**Text excerpt:**

__________

Grub2 Issues

Recently I upgraded my Fedora Linux workstation at home. I used a new command (at least for me) rpmconf after the upgrade that cleans up the .rpmsave (et. al.) configuration files. Somehow in this process, my grub installation was corrupted. How? I still don’t understand. In my attempt to recover grub, I found that documentation across the internet is mainly for grub version 0 (sometimes referred to as version 1) with recipes that don’t exactly work with Fedora’s grub version 2 implementation.

Upgrading Fedora –

I upgraded from Fedora 33 to 34. In the process, Grub corrupted. Nothing like being presented the grub > prompt with no menu entries and having to manually feed Grub to get the machine booted. This is my journey for recovering Grub2 on F34.

As background, I have used Fedora for more than two decades. I’ve used other distros, but always come back to Fedora; likely due to my familiarity and the fact that in my work, we use RHEL.

Historically on open source systems (i.e. flavors of UNIX and Linux), upgrading the OS always had issues that would ultimately lead to a fresh installation. You took more time ferret out issues and resolve them than to wipe the slate clean and start fresh configurng accordingly.

I'm a proponent for administrating a network of open systems through the management of the OS configuration globally and deal with exeptions on a case by case basis as it relates to the services hosted on that particular host.

Either way, it requires definition and consistent deployment to make it work over the enterprise. It benefits not only in deployment but in rapid recovery and not if, but when recovery is needed.

There is an old adage that you don’t quit eating because your mom once burnt a batch of biscuits. The same is true with administering OS systems. While upgrading versions on the OS never worked well in the past, a few years ago I thought it would be good to test out upgrading again. In this case, I would go through the process to upgrade from F29 to F30 with the backup plan to do my usual reinstall and configure paradigm as before.

__________

**Supplied data:**

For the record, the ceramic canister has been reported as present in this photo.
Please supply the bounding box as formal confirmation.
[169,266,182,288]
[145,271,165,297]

__________

**Stated exercise 1:**
Restate word for word the passage of the Grub2 write-up that begins at the words "Either way, it" and stops after the words "paradigm as before.".
**Stated exercise 2:**
List every Fedora release number that the Grub2 write-up mentions.
The lines above are separate material and do not belong to the Grub2 write-up.

**Finished answer 1:**
Either way, it requires definition and consistent deployment to make it work over the enterprise. It benefits not only in deployment but in rapid recovery and not if, but when recovery is needed.

There is an old adage that you don’t quit eating because your mom once burnt a batch of biscuits. The same is true with administering OS systems. While upgrading versions on the OS never worked well in the past, a few years ago I thought it would be good to test out upgrading again. In this case, I would go through the process to upgrade from F29 to F30 with the backup plan to do my usual reinstall and configure paradigm as before.

**Finished answer 2:**
33, 34, 29, 30